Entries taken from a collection
Content starts

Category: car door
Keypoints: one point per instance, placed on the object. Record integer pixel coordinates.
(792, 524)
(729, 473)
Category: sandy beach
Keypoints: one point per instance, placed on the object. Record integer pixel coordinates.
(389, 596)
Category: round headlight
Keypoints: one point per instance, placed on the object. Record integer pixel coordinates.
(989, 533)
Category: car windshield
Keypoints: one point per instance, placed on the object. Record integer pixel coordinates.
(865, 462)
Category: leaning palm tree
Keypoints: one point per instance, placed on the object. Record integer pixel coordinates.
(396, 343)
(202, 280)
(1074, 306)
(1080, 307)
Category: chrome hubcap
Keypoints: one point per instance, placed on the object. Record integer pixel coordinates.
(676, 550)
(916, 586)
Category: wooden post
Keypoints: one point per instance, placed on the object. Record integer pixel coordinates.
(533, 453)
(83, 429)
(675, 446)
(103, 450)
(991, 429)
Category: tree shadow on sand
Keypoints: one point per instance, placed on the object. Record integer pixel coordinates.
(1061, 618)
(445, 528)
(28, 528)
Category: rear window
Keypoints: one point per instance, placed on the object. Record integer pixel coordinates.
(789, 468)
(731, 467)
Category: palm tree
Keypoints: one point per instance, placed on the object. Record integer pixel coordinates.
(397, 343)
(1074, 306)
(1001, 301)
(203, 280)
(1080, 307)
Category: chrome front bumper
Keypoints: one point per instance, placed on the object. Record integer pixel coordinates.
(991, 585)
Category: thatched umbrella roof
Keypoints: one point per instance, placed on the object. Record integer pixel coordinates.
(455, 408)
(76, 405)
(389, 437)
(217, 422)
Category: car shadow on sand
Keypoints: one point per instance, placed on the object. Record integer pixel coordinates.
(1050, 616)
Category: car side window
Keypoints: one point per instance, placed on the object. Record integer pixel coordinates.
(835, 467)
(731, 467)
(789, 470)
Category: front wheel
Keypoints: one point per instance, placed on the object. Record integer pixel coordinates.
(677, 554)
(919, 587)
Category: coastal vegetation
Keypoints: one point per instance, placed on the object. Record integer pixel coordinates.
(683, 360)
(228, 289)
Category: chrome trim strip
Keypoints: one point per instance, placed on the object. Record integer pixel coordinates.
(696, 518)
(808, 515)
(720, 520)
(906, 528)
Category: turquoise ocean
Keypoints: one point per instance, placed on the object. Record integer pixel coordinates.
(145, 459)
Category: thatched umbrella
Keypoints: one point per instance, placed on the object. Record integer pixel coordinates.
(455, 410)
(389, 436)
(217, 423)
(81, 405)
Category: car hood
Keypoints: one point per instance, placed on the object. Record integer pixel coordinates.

Content ends

# DIRECTIONS FOR THIS TASK
Please write out only the lines from the one containing "Category: car hood" to the end of the records above, exactly, both ends included.

# YOUR SOLUTION
Category: car hood
Keypoints: one point per instance, placed on the object. Record integer pixel coordinates.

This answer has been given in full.